◆ **Page excerpt**
Masson, a triple amputee, might well not argue that.
"This is beautiful, and the oldest ballpark in baseball and there's so much history here, and to be a part of it and to be a VIP is just amazing," said Masson, a veteran of the U.S. Army special forces and an Indiana native. "It's my first time here."
The Red Sox were playing the Rays on Sunday, a day before the 116th running of the Boston Marathon. In the second inning, the Sox were staging a rally as Masson explained what brought him to Fenway on this day, what brought him to Boston to participate in one of the world's finest races.
"I have no needs or wants in the world. We're set financially," Masson said. "There's always going to be medical care for us. I am walking in certain events. I know how to walk again. And you know, it's just, it's just wonderful ..."
He stopped talking. Cody Ross, the Red Sox's new outfielder, smashed his second home run in as many plate appearances over the Green Monster.
"There we go! No worries, no worries," Masson said. "He hit the [heck] out of that ball, because I couldn't pick it up at all."
Exactly one and a half years ago Monday -- on Oct. 16, 2010 -- Masson was south of Kandahar in Afghanistan on a mission and stepped on an improvised explosive device. The damage was devastating. Today, he has "absolutely nothing" on his right side.

◆ **Information shown**

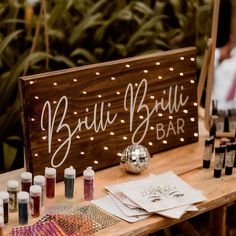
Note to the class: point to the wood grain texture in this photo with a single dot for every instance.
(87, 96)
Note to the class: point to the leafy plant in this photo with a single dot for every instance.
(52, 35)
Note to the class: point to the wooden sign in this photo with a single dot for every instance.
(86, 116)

==

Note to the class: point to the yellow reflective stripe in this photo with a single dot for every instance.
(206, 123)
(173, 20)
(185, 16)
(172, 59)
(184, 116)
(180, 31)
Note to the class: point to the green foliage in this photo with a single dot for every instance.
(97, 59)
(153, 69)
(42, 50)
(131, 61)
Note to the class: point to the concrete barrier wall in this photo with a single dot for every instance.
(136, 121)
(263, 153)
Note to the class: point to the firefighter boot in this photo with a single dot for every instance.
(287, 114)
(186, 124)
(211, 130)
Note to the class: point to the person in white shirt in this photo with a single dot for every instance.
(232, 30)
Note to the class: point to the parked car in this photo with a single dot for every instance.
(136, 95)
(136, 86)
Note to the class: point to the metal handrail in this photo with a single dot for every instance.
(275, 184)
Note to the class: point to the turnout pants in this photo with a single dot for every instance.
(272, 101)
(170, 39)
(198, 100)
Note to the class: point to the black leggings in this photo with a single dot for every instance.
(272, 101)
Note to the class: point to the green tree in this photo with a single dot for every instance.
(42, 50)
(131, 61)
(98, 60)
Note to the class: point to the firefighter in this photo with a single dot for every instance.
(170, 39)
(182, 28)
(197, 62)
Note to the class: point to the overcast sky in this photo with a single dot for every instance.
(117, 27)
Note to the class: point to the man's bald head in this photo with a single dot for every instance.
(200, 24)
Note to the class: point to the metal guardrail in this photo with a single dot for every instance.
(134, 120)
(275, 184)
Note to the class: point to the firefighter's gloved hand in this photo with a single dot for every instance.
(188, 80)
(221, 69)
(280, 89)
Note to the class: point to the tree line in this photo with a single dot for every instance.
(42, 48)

* * *

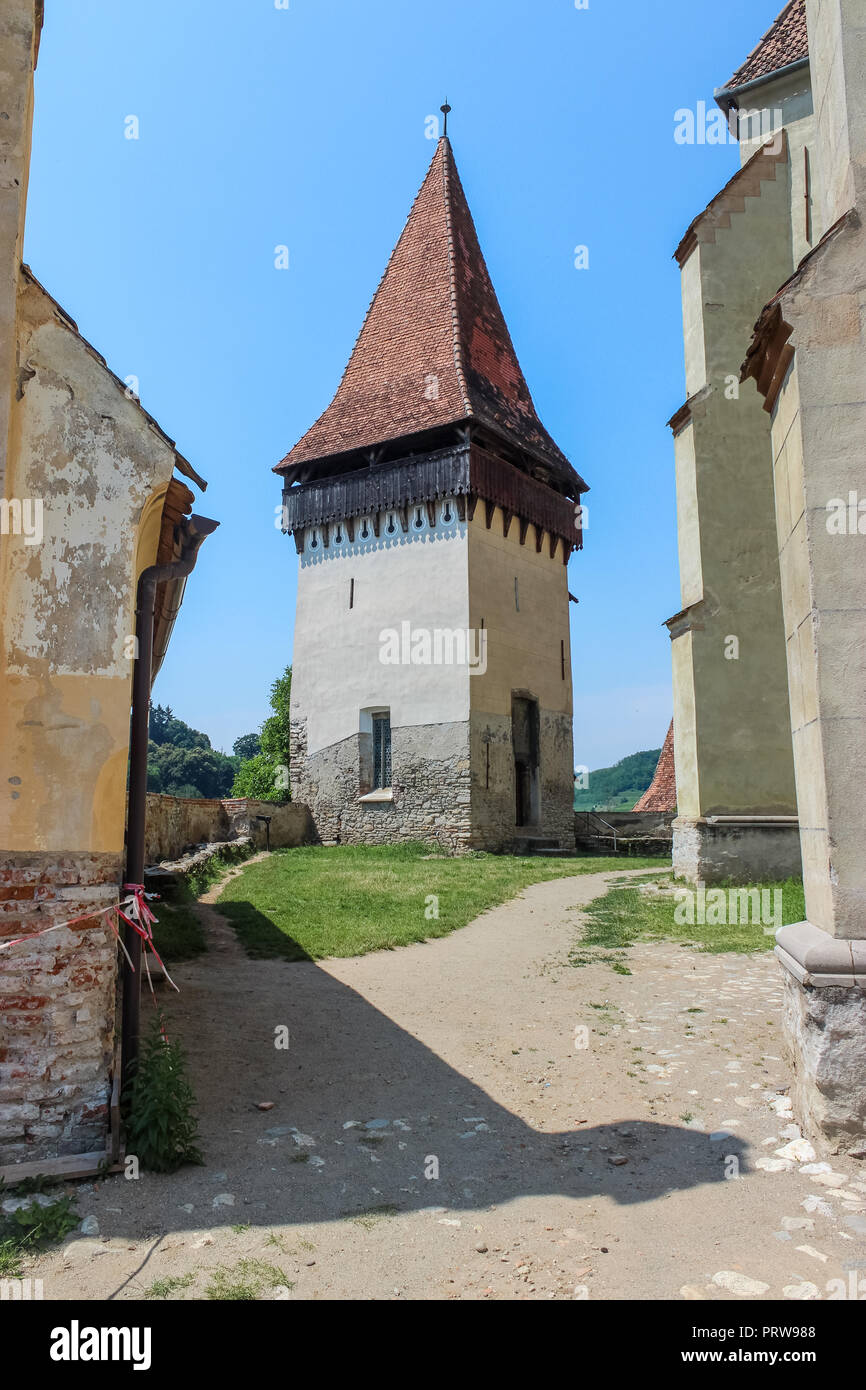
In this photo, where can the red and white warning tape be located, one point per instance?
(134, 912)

◆ **The task**
Rewrite everything in the passage about Masson at Fenway from "Exactly one and" down to "his right side.", putting "severe" in place of "devastating".

◆ **Response to this task**
Exactly one and a half years ago Monday -- on Oct. 16, 2010 -- Masson was south of Kandahar in Afghanistan on a mission and stepped on an improvised explosive device. The damage was severe. Today, he has "absolutely nothing" on his right side.